Vance protected her colt from the claim box, running in allowance races for three seasons before consigning him to Belmont’s horses of racing age sale at the end of 1993. He was purchased for $25,000 by Roy and Carol Ann Farrell and sent to trainer Pam Shavelson at Philadelphia Park (now Parx Racing) for the start of the 1994 season.

Giangiulio saw Harry the Hat in the entries and immediately honed in on the horse’s exceptional bloodlines. He knew Shavelson and the Farrells casually, but enough to approach them with a proposition.

“I talked to Pam, and then every time Harry ran, I went to the track. He was drop-dead gorgeous, just extra-special. And I talked to Mr. Farrell to the point where he finally said to me ‘Look, leave me alone . . . it’s his last year, and you’re gonna get the horse.’ So I said to Pam, ‘Listen, if I get this horse I’ll take care of you. Put in a good word; you know what we do here [at the farm] – he’ll have a long and happy life.’ She said – and I’ve never forgotten this and have loved her for it every minute – ‘I don’t want any money, I just want you to take care of my horse.’ ”

Giangiulio exceeded his end of the bargain. A past president of the Pennsylvania Horse Breeders Association and board member for 42 years, Giangiulio has owned Castle Rock Farm with his sister, Barbara Geraghty, since 1979. Farm manager June Hillman has held her post since 1995, shortly after Harry the Hat arrived. At one point, the first initials of the Castle Rock stallion roster spelled out the acronym for the breeders’ association: Power of Mind, Harry the Hat, Bombardier and Alyten.

“When he was standing at stud, he was easily the best-bred horse in Pennsylvania,” Giangiulio said. “And at that time I was standing a Mr. Prospector, a Deputy Minister, an Alydar and Harry. And here he is, literally 25 years later. He does great; he’s just fantastic.”

Harry the Hat’s best offspring came early in his stud career. Betty’s Hat, a foal of 1996 bred in Pennsylvania by Susan Walmer, was a multiple stakes winner of 13 races and $364,588. The daughter of the Allen’s Prospect mare Bear No Evil was “a flat runner,” according to Giangiulio. “Betty’s Hat was something.”

Several show- and sport-horse mares were bred to Harry the Hat over the years as well. Some of those breeding contracts were creative, if unconventional.

“I traded a breeding to Harry for riding lessons for my daughter with a next-door neighbor, Gaye Cohen, and I kept the mare at the farm. Gaye sold the foal out of the ring at Devon for $35,000 as a yearling.”

Harry the Hat’s last foal, Deerstalker, is a homebred for Giangiulio and currently in training. Now 5, he is out of another homebred – Just Contrary, by Power by Far. Giangiulio explained the clever twist to the gelding’s name.

“Sherlock Holmes’ hat is called a deerstalker. So a deerstalker is the hat of the most contrary figure in literature. And he’s been a very useful horse.”

Deerstalker’s crop was Harry the Hat’s last; in 2014, he failed to get any of the few mares bred to him in foal.

“Then we stopped on him,” Giangiulio said. “And his pension plan is all paid up.”

# [Raw data]
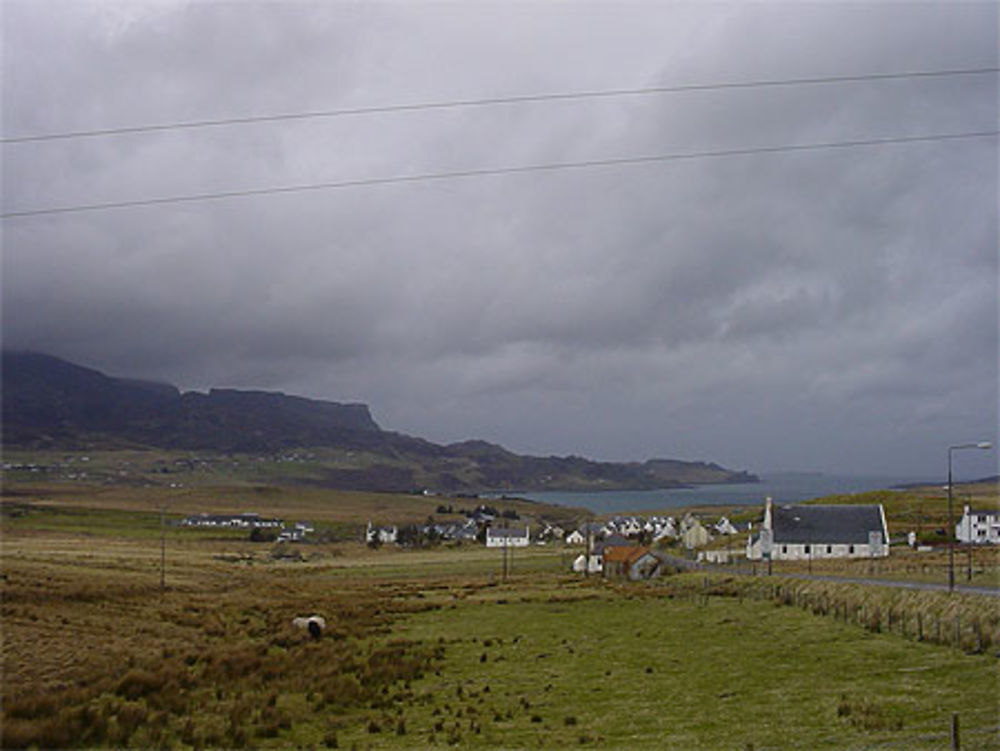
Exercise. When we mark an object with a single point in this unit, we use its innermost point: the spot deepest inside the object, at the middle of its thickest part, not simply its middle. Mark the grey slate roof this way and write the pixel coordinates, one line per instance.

# [Written exercise A]
Return the passage of the Harry the Hat article starting at "Several show- and" and ending at "him in foal.", copied word for word.
# [Written exercise B]
Resume the article about the stallion Harry the Hat, picking up right after its final sentence.

# [Output A]
Several show- and sport-horse mares were bred to Harry the Hat over the years as well. Some of those breeding contracts were creative, if unconventional.

“I traded a breeding to Harry for riding lessons for my daughter with a next-door neighbor, Gaye Cohen, and I kept the mare at the farm. Gaye sold the foal out of the ring at Devon for $35,000 as a yearling.”

Harry the Hat’s last foal, Deerstalker, is a homebred for Giangiulio and currently in training. Now 5, he is out of another homebred – Just Contrary, by Power by Far. Giangiulio explained the clever twist to the gelding’s name.

“Sherlock Holmes’ hat is called a deerstalker. So a deerstalker is the hat of the most contrary figure in literature. And he’s been a very useful horse.”

Deerstalker’s crop was Harry the Hat’s last; in 2014, he failed to get any of the few mares bred to him in foal.

# [Output B]
Four stallions still reside at Castle Rock Farm. In addition to Harry the Hat, the squad includes Partners Hero, 25; Power by Far, 24; and Rimrod, 19. Those three still breed when booked, but Castle Rock has no plans to stand more stallions.

Castle Rock Farm has operated as half-Thoroughbred nursery, half-boarding facility for several years. Hillman oversees that end of the business, which Giangiulio refers to as “the Happy Face Place.”

“June is unbelievable in the atmosphere she promotes. And these people love coming here. You walk into that barn, and everyone is smiling. There’s no controversy, no argument, it’s just so pleasant.”

One of Hillman’s current projects is another homebred Harry the Hat gelding named Teflon Tony. The 9-year-old out of Not Very Ladylike (by Bombardier) ran 44 times and earned $170,282.

“Tony was one of Harry’s most consistent and wonderful offspring, and he’s just like his father. He’s a love,” Giangiulio said. “My trainer, Alan Bedard, just loved him. I ended up selling him and we got him back here through the Turning For Home program. June is reschooling him and we’ll place him in a permanent home.”

Hillman shared a few of Harry the Hat’s endearing traits. When visited by children attending a nearby camp years ago, he developed the habit of sticking out his tongue whenever one of them touched his nose. It became a lifelong habit. Any visitor stroking his nose is presented with his (occasionally rather sloppy) tongue.

One ear pitches forward if something gets the horse’s attention, but the other remains cocked in another direction, as if he’s constantly listening to everything going on around him. “That’s a Harry thing,” Hillman relayed.

Giangiulio checks on the four old boys himself every night, and Harry the Hat remains the sentimental favorite. He trots into his in-and-out stall each time his owner arrives, nickering a greeting in exchange for his evening snack of a handful of grain.

“These horses are your lifeline,” Giangiuilo said. “And it’s been a really nice adventure with Harry. He’s just so happy, one of those cultured individuals. We love the old guy.”